--- START OF TEXT EXCERPT ---

Marsalis also had some good things to say about Durham. The city reminded him of New Orleans, where he grew up, he told the audience. Too many cities are fragmented between the rich and poor, but Durham has “a lot of great economic diversity,” he said, and he wanted his child “to be mindful of people of all walks of life.”
In a wide-ranging talk, Marsalis answered questions from the audience, even joked about being mistaken for his brother and trumpeter Wynton Marsalis, but the focus was music. Greenwald started the session by playing a sample of Public Enemy’s “Fight the Power,” on which Marsalis played saxophone on a portion. Greenwald said the record was his first encounter, at age 13, with Marsalis’ music.
Marsalis talked about growing up listening to funk and rock music. He first played piano, which he said he hated. His father, pianist and bandleader Ellis Marsalis, had bought his brother a trumpet. “I realized if I joined the school band it would get me off the vile piano,” Marsalis said. He first played clarinet. Later he played piano in a funk band, then lured another piano player for the band, and began playing saxophone.
An audience member asked him about his journey from pop music to jazz. Pop music had become predictable, too easy to figure out. “My brain was craving more,” he said.
His decision to listen seriously came when a roommate played Miles Davis’ album “Nefertiti.” Marsalis played a composition from the record for the audience. “I heard that record, and I said, I’d love to play in a band where we could play that kind of stuff.”
In a lot of modern jazz, musicians do not play songs so much as chord structures, but Marsalis said he has tried to focus on listening to music with strong melodic elements. An audience member asked him if he had heard anything in the past month that inspired him. He played a sample from Renaissance composer Montiverdi as an example of music with a strong melody that he found inspiring.
He played another example of a composition from his recent record with pianist Joey Calderazzo, “Songs of Mirth and Melancholy,” titled “The Bard Lachrymose.” After playing the piece, Marsalis played samples to show how he had incorporated slices of tunes from Sergei Prokofiev, Wagner and other classical composers.
When an audience member asked if he ever wanted to step away from music, Marsalis said after a long time listening to jazz when his career was first beginning, he was tired. “It takes a long time for that music to come out of you,” he said. About that time, he got the chance to tour with Sting, and the discipline of having to focus his solos in smaller units of time made him a more concise and aggressive player, he said.
Marsalis comes from a musical family that includes brothers Wynton, Jason, Delfeayo, and the patriarch, pianist and teacher Ellis Marsalis. Last year, the Marsalis family became the first group to receive the Jazz Masters Fellowship from the National Endowment for the Arts.
Branford Marsalis tours locally and nationally with his quartet. He also is a guest artist in the Jazz Studies Program at North Carolina Central University, and he is a member of the North Carolina Symphony’s board of directors.
Thursday night’s listening session was a prelude to two concerts Marsalis will play today and Saturday at Duke University. Both concerts were sold out.

--- END OF TEXT EXCERPT ---
--- START OF EXTRACTED MATERIAL ---

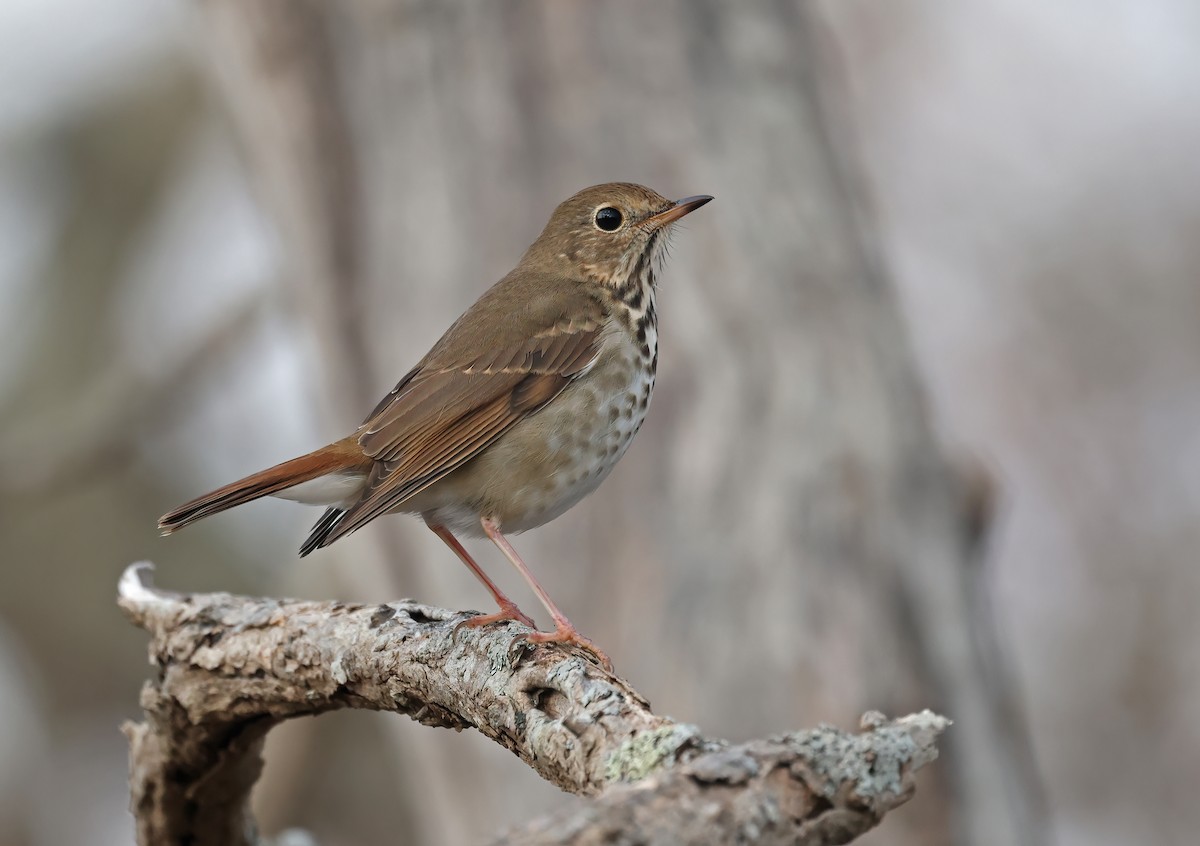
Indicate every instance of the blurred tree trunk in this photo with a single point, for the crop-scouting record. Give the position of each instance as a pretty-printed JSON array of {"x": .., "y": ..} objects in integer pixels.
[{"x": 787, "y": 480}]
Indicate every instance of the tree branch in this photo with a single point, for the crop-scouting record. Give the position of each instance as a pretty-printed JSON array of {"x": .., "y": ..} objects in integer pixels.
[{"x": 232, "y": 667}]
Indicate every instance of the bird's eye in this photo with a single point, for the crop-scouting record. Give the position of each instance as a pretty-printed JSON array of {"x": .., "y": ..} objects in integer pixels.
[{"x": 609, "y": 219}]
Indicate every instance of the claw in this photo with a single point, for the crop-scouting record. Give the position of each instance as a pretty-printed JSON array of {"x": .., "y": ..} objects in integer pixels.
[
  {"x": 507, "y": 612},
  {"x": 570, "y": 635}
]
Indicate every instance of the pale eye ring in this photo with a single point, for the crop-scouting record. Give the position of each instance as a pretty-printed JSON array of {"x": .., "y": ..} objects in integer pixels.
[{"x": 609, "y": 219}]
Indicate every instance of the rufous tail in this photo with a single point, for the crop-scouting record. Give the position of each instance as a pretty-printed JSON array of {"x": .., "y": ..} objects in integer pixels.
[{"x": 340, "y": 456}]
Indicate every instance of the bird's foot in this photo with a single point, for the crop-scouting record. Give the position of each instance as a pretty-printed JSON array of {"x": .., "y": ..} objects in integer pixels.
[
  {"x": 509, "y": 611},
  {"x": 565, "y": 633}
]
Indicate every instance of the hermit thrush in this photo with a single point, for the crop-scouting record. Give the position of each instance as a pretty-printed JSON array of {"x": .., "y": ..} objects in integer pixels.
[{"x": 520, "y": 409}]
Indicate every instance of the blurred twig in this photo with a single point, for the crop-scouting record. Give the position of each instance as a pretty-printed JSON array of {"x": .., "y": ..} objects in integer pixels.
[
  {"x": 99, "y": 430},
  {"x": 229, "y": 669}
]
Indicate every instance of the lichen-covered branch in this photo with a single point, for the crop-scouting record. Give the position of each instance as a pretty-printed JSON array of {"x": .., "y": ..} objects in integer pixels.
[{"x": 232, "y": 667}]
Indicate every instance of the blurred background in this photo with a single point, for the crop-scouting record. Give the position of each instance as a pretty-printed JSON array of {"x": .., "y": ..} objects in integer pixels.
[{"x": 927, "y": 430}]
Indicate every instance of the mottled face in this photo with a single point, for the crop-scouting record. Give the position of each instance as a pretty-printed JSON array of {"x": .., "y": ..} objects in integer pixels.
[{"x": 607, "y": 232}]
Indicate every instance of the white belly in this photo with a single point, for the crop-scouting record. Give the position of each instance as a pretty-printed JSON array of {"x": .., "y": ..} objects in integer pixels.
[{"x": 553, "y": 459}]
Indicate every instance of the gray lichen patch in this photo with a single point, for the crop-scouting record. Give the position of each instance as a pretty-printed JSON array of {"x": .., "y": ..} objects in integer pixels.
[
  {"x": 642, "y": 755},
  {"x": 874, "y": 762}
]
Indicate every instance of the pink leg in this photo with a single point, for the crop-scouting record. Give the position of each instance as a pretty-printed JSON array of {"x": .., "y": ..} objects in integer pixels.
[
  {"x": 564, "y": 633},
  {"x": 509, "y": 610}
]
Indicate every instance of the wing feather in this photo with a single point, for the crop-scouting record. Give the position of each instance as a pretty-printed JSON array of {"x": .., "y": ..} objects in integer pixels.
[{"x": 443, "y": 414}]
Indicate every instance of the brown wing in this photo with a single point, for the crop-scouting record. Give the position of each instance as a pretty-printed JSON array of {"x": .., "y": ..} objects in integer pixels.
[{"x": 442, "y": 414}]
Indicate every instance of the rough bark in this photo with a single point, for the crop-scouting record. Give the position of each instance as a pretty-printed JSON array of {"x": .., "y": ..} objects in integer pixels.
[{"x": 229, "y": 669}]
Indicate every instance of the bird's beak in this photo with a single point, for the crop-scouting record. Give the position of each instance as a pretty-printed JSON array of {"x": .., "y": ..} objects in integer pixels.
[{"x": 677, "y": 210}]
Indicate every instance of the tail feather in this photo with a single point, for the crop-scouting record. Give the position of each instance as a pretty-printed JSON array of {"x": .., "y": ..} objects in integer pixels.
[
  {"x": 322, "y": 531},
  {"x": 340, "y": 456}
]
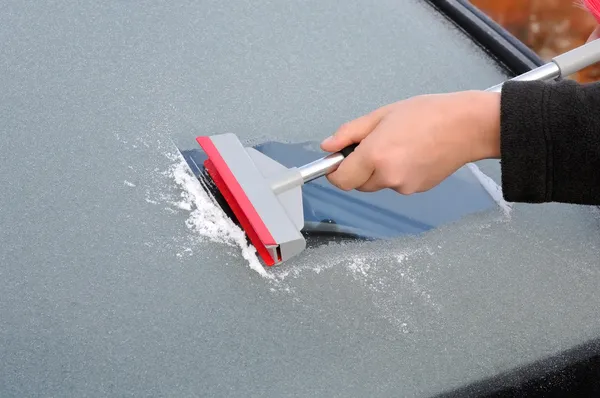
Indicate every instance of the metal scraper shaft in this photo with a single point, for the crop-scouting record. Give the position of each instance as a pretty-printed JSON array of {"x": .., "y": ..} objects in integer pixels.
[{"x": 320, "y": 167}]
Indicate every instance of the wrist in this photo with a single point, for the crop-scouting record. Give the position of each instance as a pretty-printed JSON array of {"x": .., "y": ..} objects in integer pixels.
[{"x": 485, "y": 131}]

--- END OF EXTRACTED MATERIAL ---

- TASK INSTRUCTIONS
Please give again, word for word, the part of the article about the Marsalis listening session starting with "Marsalis comes from" and going on through "were sold out.".

- REPLY
Marsalis comes from a musical family that includes brothers Wynton, Jason, Delfeayo, and the patriarch, pianist and teacher Ellis Marsalis. Last year, the Marsalis family became the first group to receive the Jazz Masters Fellowship from the National Endowment for the Arts.
Branford Marsalis tours locally and nationally with his quartet. He also is a guest artist in the Jazz Studies Program at North Carolina Central University, and he is a member of the North Carolina Symphony’s board of directors.
Thursday night’s listening session was a prelude to two concerts Marsalis will play today and Saturday at Duke University. Both concerts were sold out.